[EXERCISE PASSAGE Boundary: Start]

The Dalí Museum in St. Petersburg, Florida

Lobster Telephone (1938) by the Spanish artist Salvador Dalí is exactly what it sounds like: a plaster sculpture of a lobster attached to a real telephone. It’s a Surrealist work, an artistic movement known for its dreamlike imagery and unusual juxtapositions. Dalí is one of the movement’s best-known artists.

Now, when visitors arrive at the Dalí Museum in St. Petersburg, Florida, they will find a replica of the famous telephone. They can even pick up the receiver—and talk to a voice on the other end.

The ghost of Dalí isn’t on the line; instead, it is a digital replica of the artist made using artificial intelligence. The interactive experience, called “Ask Dalí,” opened on April 11 in anticipation of the artist’s 120th birthday.

[EXERCISE PASSAGE Boundary: End]
[RECORD EXTRACTS Boundary: Start]

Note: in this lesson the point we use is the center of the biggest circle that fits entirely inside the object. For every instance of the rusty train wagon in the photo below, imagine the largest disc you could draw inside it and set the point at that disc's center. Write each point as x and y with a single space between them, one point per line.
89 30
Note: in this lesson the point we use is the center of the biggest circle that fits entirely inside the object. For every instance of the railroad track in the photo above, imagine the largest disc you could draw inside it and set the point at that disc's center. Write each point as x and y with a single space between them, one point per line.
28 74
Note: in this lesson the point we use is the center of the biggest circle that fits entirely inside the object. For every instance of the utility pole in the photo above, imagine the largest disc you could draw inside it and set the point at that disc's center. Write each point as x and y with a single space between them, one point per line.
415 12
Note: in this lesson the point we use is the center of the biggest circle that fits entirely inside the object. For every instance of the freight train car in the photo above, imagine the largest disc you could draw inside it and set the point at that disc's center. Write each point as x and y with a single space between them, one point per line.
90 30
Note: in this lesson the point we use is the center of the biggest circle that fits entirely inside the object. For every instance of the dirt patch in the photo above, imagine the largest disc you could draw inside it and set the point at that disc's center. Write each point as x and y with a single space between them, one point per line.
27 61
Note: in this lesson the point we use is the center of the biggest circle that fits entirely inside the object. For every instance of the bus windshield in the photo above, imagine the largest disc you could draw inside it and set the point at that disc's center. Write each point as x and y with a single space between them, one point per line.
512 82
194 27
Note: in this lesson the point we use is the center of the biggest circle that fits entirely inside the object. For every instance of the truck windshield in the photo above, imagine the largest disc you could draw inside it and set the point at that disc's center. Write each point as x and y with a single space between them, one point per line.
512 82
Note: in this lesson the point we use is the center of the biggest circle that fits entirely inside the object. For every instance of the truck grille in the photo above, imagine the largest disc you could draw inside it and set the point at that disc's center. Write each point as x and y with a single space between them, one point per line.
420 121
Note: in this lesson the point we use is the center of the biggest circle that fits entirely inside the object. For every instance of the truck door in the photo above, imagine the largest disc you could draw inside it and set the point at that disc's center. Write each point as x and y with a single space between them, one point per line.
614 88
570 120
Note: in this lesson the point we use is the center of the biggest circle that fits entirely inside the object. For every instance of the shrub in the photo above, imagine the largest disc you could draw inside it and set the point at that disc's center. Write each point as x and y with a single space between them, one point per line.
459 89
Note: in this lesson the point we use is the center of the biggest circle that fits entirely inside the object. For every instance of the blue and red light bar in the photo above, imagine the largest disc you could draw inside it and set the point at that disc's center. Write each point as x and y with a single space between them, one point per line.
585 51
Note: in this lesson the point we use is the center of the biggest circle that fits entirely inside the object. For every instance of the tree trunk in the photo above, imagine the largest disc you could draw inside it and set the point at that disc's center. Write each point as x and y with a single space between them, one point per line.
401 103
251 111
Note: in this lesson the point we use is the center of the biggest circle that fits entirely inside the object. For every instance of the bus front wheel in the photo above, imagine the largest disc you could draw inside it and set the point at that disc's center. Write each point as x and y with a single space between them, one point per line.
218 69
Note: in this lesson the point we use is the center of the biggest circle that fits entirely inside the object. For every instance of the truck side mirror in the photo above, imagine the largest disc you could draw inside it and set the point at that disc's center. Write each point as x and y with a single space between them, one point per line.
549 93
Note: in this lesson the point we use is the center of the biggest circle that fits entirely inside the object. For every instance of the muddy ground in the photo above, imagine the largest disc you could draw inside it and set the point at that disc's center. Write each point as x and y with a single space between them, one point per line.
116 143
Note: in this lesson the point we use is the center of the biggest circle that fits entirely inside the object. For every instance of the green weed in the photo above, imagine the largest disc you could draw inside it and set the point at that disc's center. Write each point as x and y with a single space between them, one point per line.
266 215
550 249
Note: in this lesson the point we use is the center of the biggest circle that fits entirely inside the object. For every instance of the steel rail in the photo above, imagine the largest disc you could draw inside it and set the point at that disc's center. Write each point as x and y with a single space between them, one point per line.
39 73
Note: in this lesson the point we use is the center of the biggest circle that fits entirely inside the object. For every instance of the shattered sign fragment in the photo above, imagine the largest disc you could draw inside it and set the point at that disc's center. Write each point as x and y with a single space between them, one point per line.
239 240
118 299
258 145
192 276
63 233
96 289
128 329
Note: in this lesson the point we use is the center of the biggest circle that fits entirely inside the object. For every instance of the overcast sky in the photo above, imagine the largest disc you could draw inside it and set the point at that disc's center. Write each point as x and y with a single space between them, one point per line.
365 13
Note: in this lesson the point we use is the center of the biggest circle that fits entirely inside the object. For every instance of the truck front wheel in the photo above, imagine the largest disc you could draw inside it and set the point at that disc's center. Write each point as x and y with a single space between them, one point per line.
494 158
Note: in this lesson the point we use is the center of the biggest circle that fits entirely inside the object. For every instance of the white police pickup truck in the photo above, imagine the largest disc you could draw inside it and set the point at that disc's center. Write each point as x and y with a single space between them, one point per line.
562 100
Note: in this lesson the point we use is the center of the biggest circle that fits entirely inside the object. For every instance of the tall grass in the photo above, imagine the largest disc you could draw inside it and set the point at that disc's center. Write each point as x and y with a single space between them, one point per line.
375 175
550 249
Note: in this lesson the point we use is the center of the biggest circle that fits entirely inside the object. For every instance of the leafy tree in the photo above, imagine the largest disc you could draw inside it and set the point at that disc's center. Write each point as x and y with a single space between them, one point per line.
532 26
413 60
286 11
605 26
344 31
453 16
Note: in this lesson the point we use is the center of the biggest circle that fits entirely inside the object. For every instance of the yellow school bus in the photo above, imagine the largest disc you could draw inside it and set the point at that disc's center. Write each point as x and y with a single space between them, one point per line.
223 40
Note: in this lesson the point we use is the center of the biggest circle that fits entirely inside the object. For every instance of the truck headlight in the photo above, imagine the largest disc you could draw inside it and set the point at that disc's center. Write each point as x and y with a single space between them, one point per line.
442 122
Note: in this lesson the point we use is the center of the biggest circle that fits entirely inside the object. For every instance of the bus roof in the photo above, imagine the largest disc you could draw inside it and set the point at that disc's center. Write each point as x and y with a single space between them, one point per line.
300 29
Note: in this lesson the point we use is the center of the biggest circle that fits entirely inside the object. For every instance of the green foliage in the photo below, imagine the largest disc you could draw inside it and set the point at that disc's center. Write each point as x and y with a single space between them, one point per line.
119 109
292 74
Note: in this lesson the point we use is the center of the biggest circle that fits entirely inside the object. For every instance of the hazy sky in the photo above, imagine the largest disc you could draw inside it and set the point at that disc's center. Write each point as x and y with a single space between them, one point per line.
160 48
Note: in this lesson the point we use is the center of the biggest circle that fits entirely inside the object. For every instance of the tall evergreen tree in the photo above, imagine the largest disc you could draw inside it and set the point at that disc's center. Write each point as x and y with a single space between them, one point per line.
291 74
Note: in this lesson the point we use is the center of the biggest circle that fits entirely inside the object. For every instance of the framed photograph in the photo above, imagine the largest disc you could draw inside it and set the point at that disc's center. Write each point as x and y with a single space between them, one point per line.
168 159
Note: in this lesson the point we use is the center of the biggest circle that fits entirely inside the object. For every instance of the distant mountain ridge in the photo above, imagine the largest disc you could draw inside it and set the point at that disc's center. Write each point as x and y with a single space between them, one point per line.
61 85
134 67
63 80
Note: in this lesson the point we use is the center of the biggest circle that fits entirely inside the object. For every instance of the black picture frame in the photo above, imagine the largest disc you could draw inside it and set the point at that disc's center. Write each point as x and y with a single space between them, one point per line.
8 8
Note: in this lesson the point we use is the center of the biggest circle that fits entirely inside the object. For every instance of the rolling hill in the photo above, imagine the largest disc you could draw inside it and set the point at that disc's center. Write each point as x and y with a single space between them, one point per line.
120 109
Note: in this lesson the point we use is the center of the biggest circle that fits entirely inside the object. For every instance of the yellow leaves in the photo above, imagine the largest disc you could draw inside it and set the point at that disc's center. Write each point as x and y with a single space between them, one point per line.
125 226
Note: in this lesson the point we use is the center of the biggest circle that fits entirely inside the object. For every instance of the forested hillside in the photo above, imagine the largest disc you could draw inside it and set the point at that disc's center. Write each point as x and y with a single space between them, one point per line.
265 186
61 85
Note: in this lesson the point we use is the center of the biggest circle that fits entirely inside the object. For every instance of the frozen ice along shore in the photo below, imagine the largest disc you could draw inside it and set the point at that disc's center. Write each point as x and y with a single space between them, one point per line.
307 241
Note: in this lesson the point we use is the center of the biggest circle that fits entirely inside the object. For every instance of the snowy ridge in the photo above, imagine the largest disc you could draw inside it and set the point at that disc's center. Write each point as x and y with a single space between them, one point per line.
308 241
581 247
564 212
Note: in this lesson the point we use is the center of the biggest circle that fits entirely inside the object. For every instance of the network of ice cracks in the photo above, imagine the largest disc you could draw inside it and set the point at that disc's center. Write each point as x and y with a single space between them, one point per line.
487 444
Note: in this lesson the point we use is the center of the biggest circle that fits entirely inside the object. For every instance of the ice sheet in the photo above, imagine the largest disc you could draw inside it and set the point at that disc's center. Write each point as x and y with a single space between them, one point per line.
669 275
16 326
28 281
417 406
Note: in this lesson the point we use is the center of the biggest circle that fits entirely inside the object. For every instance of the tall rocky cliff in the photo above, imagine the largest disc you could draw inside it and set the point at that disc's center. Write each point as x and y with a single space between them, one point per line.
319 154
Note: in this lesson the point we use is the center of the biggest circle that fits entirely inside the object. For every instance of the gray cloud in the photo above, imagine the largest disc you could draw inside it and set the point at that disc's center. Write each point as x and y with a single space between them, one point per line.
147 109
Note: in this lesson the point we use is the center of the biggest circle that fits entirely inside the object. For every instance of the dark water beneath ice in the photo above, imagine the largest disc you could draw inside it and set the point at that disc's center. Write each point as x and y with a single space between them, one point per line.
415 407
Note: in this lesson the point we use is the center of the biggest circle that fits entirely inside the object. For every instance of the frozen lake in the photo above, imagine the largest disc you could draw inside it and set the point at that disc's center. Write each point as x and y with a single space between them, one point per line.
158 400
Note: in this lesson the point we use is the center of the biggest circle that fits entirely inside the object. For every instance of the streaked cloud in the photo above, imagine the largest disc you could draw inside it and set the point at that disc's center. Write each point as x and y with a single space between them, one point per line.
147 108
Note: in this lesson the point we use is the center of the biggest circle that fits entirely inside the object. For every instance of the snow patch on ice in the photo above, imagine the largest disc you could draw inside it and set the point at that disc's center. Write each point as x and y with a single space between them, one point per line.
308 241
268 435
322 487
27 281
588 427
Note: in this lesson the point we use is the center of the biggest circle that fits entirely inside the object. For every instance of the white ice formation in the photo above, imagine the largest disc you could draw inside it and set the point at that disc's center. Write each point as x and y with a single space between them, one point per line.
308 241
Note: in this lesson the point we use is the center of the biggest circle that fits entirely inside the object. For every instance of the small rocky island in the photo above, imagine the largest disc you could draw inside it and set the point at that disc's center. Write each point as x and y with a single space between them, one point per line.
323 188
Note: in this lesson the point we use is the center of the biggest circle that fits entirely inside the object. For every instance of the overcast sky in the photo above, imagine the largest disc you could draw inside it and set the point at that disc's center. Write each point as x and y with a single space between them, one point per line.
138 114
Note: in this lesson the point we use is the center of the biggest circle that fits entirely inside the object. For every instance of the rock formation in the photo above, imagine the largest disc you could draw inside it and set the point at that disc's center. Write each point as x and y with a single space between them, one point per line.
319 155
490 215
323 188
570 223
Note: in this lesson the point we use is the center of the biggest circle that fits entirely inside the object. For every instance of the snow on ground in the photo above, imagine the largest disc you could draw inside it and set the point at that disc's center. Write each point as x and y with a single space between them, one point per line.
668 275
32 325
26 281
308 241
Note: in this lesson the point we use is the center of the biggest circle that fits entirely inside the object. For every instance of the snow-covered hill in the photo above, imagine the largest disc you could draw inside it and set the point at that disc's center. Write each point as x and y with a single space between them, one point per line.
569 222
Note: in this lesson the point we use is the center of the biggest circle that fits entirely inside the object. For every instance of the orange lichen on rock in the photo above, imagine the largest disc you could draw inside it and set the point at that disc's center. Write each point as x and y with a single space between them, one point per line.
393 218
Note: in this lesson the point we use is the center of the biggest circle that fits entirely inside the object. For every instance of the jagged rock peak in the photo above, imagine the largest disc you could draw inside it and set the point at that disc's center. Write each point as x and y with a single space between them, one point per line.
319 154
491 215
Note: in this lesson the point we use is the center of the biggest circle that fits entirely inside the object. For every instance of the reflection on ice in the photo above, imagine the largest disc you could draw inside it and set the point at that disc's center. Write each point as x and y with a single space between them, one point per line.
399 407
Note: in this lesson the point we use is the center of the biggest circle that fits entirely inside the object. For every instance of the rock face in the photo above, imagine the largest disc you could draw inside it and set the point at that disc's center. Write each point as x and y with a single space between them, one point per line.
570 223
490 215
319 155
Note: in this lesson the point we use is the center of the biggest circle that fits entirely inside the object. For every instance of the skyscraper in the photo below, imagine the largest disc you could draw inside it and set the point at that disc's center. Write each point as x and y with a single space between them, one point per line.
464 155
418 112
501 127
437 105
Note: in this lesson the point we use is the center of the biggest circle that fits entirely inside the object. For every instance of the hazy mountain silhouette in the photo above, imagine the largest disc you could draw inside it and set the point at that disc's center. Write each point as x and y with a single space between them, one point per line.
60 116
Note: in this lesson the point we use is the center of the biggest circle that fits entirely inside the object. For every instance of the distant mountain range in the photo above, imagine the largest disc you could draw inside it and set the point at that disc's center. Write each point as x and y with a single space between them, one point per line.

[RECORD EXTRACTS Boundary: End]

▶ **ASSIGNMENT 1**: In the Dalí Museum passage, revise the part from "Lobster Telephone (1938)" to "movement’s best-known artists." so that "plaster" becomes "bronze".
▶ **ASSIGNMENT 2**:
Based on the Dalí Museum passage, decide whether each statement below agrees with it, answering yes or no and quoting the words that settle it:
(a) The "Ask Dalí" experience opened on April 11.
(b) The voice on the telephone is a recording of Dalí himself.
(c) Lobster Telephone dates from 1938.
▶ **ASSIGNMENT 3**: Pick up the Dalí Museum passage after its last sentence and carry it on.
The items have no connection to the Dalí Museum passage.

▶ **TASK RESPONSE 1**:
Lobster Telephone (1938) by the Spanish artist Salvador Dalí is exactly what it sounds like: a bronze sculpture of a lobster attached to a real telephone. It’s a Surrealist work, an artistic movement known for its dreamlike imagery and unusual juxtapositions. Dalí is one of the movement’s best-known artists.

▶ **TASK RESPONSE 2**:
(a) Yes: "opened on April 11"
(b) No: "it is a digital replica of the artist made using artificial intelligence"
(c) Yes: "Lobster Telephone (1938)"

▶ **TASK RESPONSE 3**:
“Hi, I’m Salvador Dalí, and you can ask me anything,” says the A.I. Dalí in a promotional video. “How they brought me here is far beyond my comprehension. All I know is that they used something called a large language model in a recreation of my voice, and here I am.”

Ask Dalí Teaser

In the video, the digital Dalí fields various questions from curious visitors: In The Persistence of Memory (1931), why are the clocks melting? In The Elephants (1948), why are the titular animals’ legs so thin? What’s up with your mustache?

The museum partnered with the creative agency Goodby Silverstein & Partners (GS&P) to create the A.I., which is trained on old writings and archival audio. According to Artnet, it’s powered by several machine-learning models, including OpenAI’s GPT-4.

“Ask Dalí” isn’t the museum’s first foray into A.I. In 2019, the institution unveiled “Dalí Lives,” which allowed visitors to interact with a digital recreation of the artist on video screens scattered throughout the building. While A.I. technology has come a long way since then, visitors still found the project moving.

“Some people have cried,” Hank Hine, director of the Dalí Museum, told Smithsonian magazine’s Jennifer Billock in 2019. “It has this spiritual impact. If you can see Dalí come alive, then why not believe in resurrection, eternity and your own immortality—and the immortality of those you love. It’s very uplifting.”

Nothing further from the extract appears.